Wireless patient monitoring can offer both clinical and economic benefits. With this in mind, a leading medical device manufacturer commissioned Plextek to undertake the design and development of a high capacity wireless patient monitoring system, which would be used to provide Wireless Medical Telemetry Services (WMTS) in hospitals.

Plextek was required to provide a complete system solution including the detailed development of all RF and baseband electronics. The equipment developed needed to interface directly to the client's existing data collection and display system . Other key requirements of the system included:

  • Includes both mobile (patient worn) and bedside monitor units
  • Both patient worn and bedside monitors must communicate with a common base unit
  • Low BOM cost and long battery life for patient worn monitors
  • Tolerance to fading as the patient moves around the hospital
  • High capacity - typically 188 simultaneous users (patients)
  • Operation in the US WMTS bands

One of the early stages of the system level design was to perform detailed in-hospital propagation measurements. The results of these measurements were used as the basis for path budget calculations, which were used to determine the required performance parameters of the system. Detailed simulation of the complete system, including both circuit performance and environmental parameters, allowed the appropriate design trade-offs to be made, and gave confidence that the system capacity targets could be met.

* RECORDS SHOWN:
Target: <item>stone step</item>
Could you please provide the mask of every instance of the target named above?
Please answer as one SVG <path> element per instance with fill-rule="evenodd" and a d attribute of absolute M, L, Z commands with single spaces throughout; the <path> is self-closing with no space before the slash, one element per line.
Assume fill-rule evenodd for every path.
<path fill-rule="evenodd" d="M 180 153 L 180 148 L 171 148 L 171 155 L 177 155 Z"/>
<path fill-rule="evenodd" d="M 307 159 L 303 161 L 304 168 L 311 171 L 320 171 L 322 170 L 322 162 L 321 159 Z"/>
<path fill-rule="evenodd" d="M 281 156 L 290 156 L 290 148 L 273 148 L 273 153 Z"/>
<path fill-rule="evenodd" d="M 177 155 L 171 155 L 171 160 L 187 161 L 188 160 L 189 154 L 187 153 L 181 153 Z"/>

* TASK TO CARRY OUT: Quote the passage of the wireless patient monitoring text between "Wireless patient monitoring can" and "(WMTS) in hospitals.", inclusive.

* TASK ANSWER:
Wireless patient monitoring can offer both clinical and economic benefits. With this in mind, a leading medical device manufacturer commissioned Plextek to undertake the design and development of a high capacity wireless patient monitoring system, which would be used to provide Wireless Medical Telemetry Services (WMTS) in hospitals.